REQUIRED ACTION: Are you able to quote each entry exactly as written?

SOURCE RECORDS:
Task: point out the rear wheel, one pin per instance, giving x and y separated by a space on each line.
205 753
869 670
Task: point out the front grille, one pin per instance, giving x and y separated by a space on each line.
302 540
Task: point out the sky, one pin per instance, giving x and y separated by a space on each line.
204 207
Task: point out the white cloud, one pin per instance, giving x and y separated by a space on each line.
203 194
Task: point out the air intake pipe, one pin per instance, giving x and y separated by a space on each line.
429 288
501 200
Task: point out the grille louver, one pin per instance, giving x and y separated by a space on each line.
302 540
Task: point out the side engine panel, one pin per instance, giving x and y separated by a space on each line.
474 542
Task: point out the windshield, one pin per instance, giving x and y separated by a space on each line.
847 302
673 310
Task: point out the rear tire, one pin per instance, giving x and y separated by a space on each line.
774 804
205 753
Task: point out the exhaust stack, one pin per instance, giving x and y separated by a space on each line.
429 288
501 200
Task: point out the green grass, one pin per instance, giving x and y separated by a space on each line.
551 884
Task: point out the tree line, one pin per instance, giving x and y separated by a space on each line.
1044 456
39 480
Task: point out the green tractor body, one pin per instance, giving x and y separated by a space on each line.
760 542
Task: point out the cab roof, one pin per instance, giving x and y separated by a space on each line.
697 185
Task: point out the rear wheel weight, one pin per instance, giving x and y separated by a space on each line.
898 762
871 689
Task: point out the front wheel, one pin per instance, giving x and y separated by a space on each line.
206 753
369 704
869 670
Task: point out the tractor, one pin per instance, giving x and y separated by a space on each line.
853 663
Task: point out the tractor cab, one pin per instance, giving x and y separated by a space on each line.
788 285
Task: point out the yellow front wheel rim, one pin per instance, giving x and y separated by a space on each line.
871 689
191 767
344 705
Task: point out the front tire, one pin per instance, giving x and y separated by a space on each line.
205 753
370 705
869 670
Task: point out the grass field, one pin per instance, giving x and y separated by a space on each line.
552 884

YOUR SOLUTION:
Task: point out the rear wheel, one pin per instance, giving x and y separated by a space on each line.
205 753
869 670
Task: point out the front grille, one pin per instance, giving x and y separated by a space on each line.
302 540
Task: point out the sky, one pin per instance, giving x and y separated by a space on each line.
204 207
Task: point out the white cloud, one pin per instance, giving x and y separated by a space on each line.
203 194
Task: point out the air intake pipe, one pin per instance, giving x and y separated by a space on each line.
429 288
501 200
Task: point out the grille louver, one pin per instance, giving x and y separated by a space on each line.
302 540
Task: point out the side engine panel, one pin per instance, giving x and y separated by a space on each line.
474 542
Task: point out the windshield, one pin per instance, giving x and y separated by a space on each line.
847 302
673 310
Task: point out the rear tire, one pin per instance, giving x and y separated by a space on each line.
774 804
205 753
Task: point out the exhaust stack, one pin per instance, giving x and y separated by a space on each line.
429 288
501 200
Task: point out the green grass, one pin per instance, giving x and y separated by a space on each line.
551 884
Task: point out the tree line, one pin per instance, giving x and y separated by a space on each line.
1044 456
39 480
Task: point out the green tractor body, one pin per instance, giving x and y separated by a space on each line.
760 542
Task: point out the cab roof, one pin per instance, giving x and y separated by a space on each line.
697 185
Task: point out the rear wheel weight, one pin per instance, giving x and y separated by a space on each line.
898 762
871 689
Task: point out the front wheel, one pin per instance, giving x and y separated by a space on each line.
206 753
369 704
869 670
Task: point out the tractor, one pin per instance, giving x and y separated by a space on each line.
853 663
Task: point out the tractor cab, one pin per instance, giving x and y separated by a space on each line.
788 285
Task: point out the yellow front wheel rim, one pin per instance, giving x and y separated by a space on each line.
871 689
191 767
344 705
Task: point out the front tire, one pin per instance, giving x and y separated by a space on each line.
205 753
370 705
869 670
Task: point out the grass field, one pin per instance, giving x and y separated by a space on each line.
552 884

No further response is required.